*TASK:* Transcribe the listing below in its entirety.

*RECORDS FOR THE EXERCISE:*
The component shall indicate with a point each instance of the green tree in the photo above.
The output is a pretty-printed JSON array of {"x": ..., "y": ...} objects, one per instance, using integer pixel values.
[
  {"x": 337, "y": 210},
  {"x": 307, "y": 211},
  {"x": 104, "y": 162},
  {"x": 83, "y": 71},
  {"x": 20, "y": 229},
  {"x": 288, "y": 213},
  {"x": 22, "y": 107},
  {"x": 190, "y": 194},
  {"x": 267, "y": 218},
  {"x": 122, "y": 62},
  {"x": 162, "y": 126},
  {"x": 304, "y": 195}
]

*FINAL ANSWER:*
The component shall indicate with a point each instance of the green tree in the photo above.
The output is a pretty-printed JSON array of {"x": ..., "y": ...} objects, one per instance, using integer pixel values.
[
  {"x": 337, "y": 210},
  {"x": 307, "y": 211},
  {"x": 104, "y": 162},
  {"x": 83, "y": 71},
  {"x": 20, "y": 229},
  {"x": 288, "y": 213},
  {"x": 22, "y": 107},
  {"x": 190, "y": 194},
  {"x": 267, "y": 218},
  {"x": 122, "y": 62},
  {"x": 162, "y": 126},
  {"x": 304, "y": 195}
]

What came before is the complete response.